Stored data
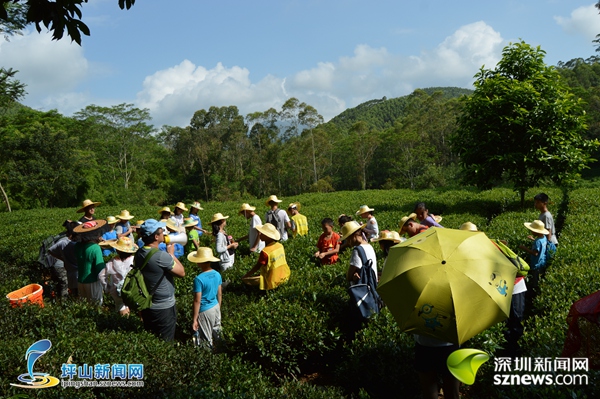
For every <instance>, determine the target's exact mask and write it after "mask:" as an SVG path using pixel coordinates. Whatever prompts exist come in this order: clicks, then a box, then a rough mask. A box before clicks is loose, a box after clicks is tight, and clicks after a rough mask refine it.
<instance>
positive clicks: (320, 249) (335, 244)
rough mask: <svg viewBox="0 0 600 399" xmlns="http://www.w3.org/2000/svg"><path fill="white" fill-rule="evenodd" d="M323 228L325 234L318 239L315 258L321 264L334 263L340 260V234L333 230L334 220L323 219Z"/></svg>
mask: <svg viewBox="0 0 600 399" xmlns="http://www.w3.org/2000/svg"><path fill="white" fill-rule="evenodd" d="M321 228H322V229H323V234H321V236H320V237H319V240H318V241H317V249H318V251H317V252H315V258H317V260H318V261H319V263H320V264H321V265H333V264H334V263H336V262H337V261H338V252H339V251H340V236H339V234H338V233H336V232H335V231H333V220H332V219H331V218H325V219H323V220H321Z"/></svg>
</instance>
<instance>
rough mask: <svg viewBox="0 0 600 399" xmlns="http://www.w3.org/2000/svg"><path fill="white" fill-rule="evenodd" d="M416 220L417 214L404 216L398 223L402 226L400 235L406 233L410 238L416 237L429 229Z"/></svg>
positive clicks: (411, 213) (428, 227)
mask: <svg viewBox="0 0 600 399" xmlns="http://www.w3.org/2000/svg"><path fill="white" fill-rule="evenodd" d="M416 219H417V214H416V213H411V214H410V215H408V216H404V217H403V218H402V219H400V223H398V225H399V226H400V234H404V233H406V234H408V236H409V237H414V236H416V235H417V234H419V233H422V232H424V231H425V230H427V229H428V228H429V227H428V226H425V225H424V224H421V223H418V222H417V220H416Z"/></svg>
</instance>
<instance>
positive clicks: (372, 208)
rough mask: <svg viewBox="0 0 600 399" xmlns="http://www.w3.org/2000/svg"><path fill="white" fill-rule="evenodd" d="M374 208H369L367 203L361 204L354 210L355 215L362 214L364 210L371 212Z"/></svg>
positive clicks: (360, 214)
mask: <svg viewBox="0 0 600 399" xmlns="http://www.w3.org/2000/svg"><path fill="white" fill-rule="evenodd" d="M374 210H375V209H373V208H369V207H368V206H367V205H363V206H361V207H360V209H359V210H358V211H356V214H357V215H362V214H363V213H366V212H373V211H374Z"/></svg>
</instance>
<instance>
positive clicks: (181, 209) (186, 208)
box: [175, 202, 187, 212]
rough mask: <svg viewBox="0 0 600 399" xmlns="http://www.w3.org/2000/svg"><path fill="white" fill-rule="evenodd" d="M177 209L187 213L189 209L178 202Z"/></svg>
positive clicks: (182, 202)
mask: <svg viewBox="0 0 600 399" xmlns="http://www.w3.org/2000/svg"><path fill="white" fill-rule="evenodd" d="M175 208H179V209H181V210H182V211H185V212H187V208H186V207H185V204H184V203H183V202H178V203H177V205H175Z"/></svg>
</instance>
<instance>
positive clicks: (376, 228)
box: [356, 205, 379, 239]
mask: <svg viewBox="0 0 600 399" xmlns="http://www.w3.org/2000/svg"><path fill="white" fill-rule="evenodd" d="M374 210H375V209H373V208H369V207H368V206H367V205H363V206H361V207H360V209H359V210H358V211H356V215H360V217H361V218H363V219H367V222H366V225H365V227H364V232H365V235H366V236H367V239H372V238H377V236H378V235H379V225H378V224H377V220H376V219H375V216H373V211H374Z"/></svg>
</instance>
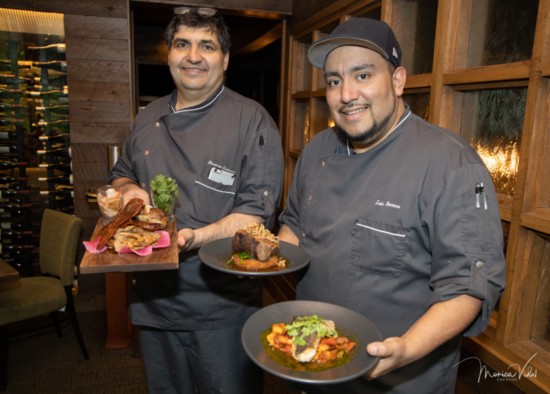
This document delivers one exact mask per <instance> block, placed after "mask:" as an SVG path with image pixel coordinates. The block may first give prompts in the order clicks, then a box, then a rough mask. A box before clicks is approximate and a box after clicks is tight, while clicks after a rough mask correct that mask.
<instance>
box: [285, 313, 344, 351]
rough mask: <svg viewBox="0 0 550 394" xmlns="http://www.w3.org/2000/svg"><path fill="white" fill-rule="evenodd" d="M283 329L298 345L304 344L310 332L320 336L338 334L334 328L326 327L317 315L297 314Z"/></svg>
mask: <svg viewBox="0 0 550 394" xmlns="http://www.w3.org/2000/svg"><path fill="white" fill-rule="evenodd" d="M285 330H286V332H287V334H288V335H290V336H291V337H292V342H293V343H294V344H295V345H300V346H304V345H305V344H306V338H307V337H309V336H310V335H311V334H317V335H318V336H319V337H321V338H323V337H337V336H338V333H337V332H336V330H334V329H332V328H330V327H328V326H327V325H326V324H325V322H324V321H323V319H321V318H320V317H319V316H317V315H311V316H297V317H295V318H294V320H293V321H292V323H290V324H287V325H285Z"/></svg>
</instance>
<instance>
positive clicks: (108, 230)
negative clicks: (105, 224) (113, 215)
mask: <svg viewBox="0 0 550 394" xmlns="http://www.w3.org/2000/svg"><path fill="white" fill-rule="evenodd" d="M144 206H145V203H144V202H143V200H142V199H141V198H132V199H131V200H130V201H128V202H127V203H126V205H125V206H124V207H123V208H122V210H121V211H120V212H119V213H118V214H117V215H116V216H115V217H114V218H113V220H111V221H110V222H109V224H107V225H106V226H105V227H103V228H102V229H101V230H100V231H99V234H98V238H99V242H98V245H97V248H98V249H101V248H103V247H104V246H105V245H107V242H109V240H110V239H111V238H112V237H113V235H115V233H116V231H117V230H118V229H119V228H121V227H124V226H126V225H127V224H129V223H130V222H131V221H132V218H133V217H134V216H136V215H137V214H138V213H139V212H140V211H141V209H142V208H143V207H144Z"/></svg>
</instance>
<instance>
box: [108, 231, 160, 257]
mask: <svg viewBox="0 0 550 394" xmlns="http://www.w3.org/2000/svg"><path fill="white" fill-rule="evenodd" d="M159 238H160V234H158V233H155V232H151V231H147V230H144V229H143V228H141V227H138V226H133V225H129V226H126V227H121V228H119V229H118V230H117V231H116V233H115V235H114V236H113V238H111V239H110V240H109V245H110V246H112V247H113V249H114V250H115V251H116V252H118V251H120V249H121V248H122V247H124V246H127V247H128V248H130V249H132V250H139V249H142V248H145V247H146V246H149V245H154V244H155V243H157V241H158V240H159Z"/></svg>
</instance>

TASK PROMPT →
Begin with the first line of the entries above and write out each line exactly, ending with the line containing "220L417 214L404 216L398". Leave out pictures.

PROBLEM SOLUTION →
For every <instance>, determine the target's exact mask and write it after "mask:" as an SVG path using pixel coordinates. Whatever prompts exist come in this order: clicks, then a box, then a rough mask. A box before clicks is loose, a box after clicks is tight, and clicks after a rough mask refine it.
<instance>
positive clicks: (320, 249) (335, 244)
rough mask: <svg viewBox="0 0 600 399" xmlns="http://www.w3.org/2000/svg"><path fill="white" fill-rule="evenodd" d="M323 228L325 234L318 239L315 258L321 264L334 263L340 260V234L333 230L334 220L323 219Z"/></svg>
mask: <svg viewBox="0 0 600 399" xmlns="http://www.w3.org/2000/svg"><path fill="white" fill-rule="evenodd" d="M321 228H322V229H323V234H321V236H320V237H319V240H318V241H317V249H318V251H317V252H315V258H317V260H318V261H319V263H320V264H321V265H333V264H334V263H336V262H337V261H338V252H339V251H340V236H339V234H338V233H336V232H335V231H333V220H332V219H331V218H325V219H323V220H321Z"/></svg>
</instance>
<instance>
rough mask: <svg viewBox="0 0 600 399" xmlns="http://www.w3.org/2000/svg"><path fill="white" fill-rule="evenodd" d="M416 220L417 214L404 216L398 223L402 226L400 235L406 233L410 238L416 237L429 229Z"/></svg>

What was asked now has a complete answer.